Assignment |
After locating the line that contains "Task: identify the stacked", output that line and each one following it, exactly, to the end of the entries. No pictures.

Natural language region descriptions
Content starts

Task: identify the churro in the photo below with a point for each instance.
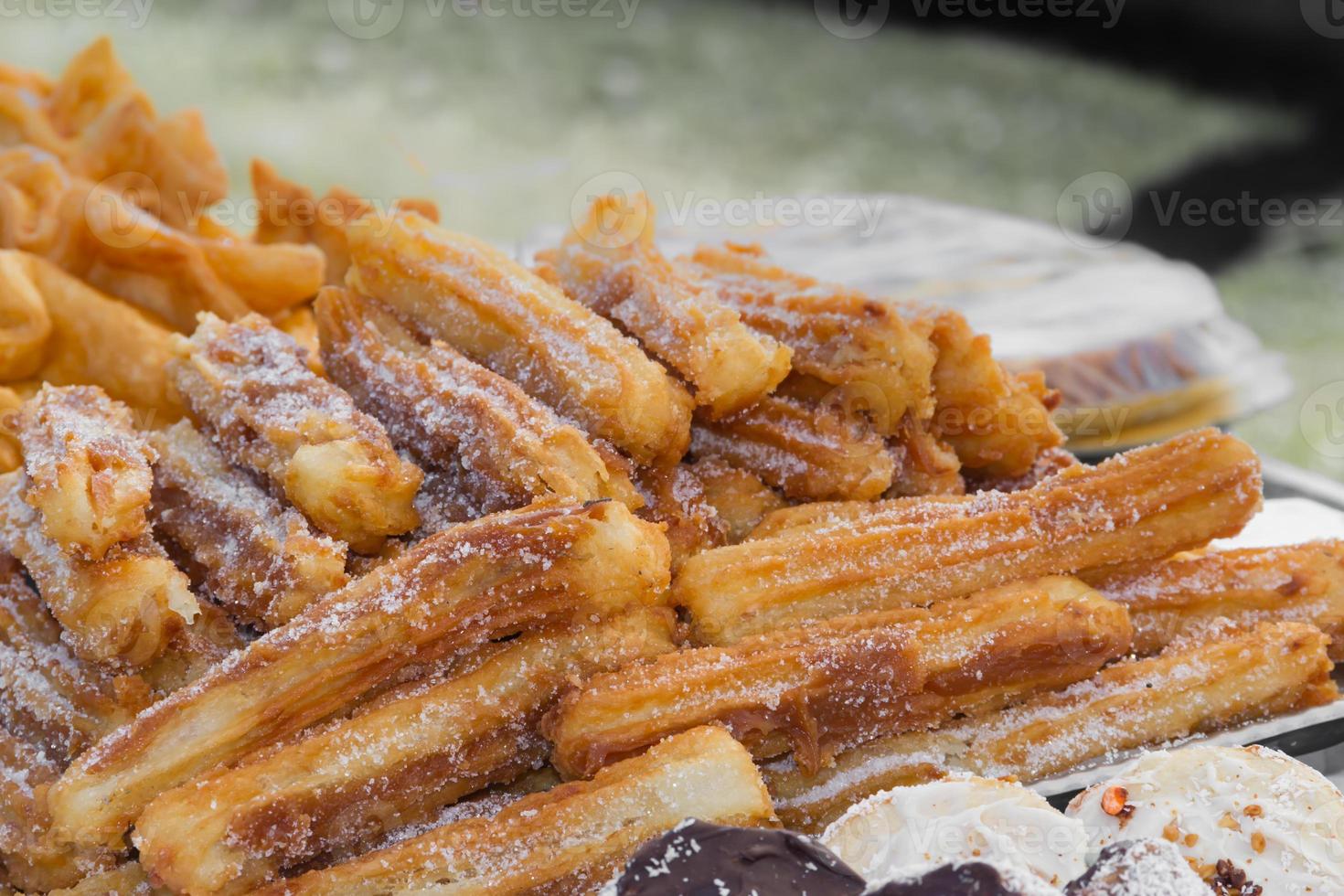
(500, 315)
(88, 468)
(1195, 686)
(253, 555)
(837, 335)
(120, 610)
(808, 452)
(394, 764)
(609, 262)
(569, 840)
(1178, 595)
(475, 581)
(1141, 506)
(248, 387)
(446, 410)
(834, 686)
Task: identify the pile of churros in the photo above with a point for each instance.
(357, 557)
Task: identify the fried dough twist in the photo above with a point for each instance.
(394, 764)
(500, 315)
(88, 468)
(249, 389)
(1197, 686)
(611, 263)
(469, 584)
(832, 686)
(256, 557)
(446, 411)
(1141, 506)
(568, 840)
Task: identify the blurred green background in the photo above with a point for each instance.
(500, 119)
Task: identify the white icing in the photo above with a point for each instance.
(958, 819)
(1270, 816)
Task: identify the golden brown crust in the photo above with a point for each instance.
(837, 335)
(997, 422)
(1141, 506)
(251, 389)
(253, 554)
(395, 763)
(611, 263)
(446, 410)
(1217, 680)
(1175, 597)
(88, 468)
(500, 315)
(472, 583)
(568, 840)
(808, 452)
(832, 686)
(120, 610)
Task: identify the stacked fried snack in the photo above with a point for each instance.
(466, 577)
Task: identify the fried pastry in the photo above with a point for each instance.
(292, 215)
(738, 497)
(1178, 595)
(997, 422)
(834, 686)
(394, 764)
(88, 469)
(120, 610)
(256, 557)
(476, 581)
(609, 262)
(1141, 506)
(446, 410)
(1195, 686)
(808, 452)
(569, 840)
(500, 315)
(248, 387)
(48, 696)
(77, 351)
(837, 335)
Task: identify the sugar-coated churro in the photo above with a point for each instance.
(1141, 506)
(472, 583)
(88, 468)
(446, 410)
(120, 610)
(256, 557)
(568, 840)
(832, 686)
(251, 389)
(1172, 597)
(809, 452)
(611, 263)
(500, 315)
(394, 764)
(837, 335)
(1197, 686)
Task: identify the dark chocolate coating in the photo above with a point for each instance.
(968, 879)
(706, 860)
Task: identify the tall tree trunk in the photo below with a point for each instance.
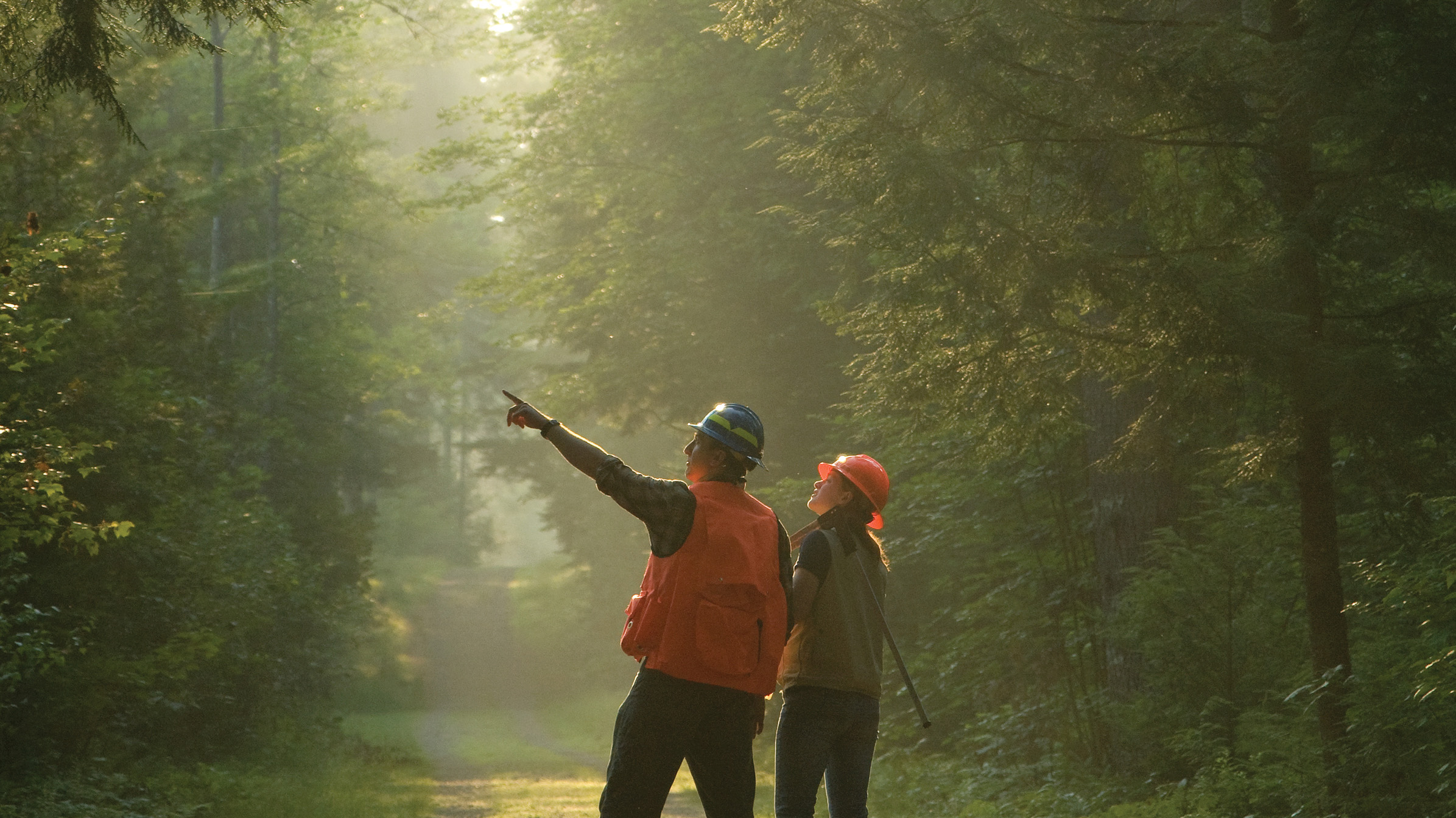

Content ends

Task response |
Task: identify the stacked fried snack in the photo above with a point for each instance.
(466, 577)
Task: identify the fried pastry in the photo above with a point for each instance.
(292, 215)
(738, 497)
(1178, 595)
(997, 422)
(834, 686)
(394, 764)
(88, 469)
(120, 610)
(256, 557)
(476, 581)
(609, 262)
(1141, 506)
(446, 410)
(1195, 686)
(808, 452)
(569, 840)
(500, 315)
(248, 387)
(48, 696)
(77, 351)
(837, 335)
Task: identify the sugar-coated churro in the photo above with a point for each instance.
(1141, 506)
(472, 583)
(88, 468)
(446, 410)
(120, 610)
(256, 557)
(568, 840)
(832, 686)
(251, 389)
(1172, 597)
(809, 452)
(611, 263)
(500, 315)
(394, 764)
(837, 335)
(1197, 686)
Task: identify the dark chocolate coating in the photo above with a point for each instance.
(968, 879)
(706, 860)
Task: identify the tall tree trunk in the photo below with a point for each instance.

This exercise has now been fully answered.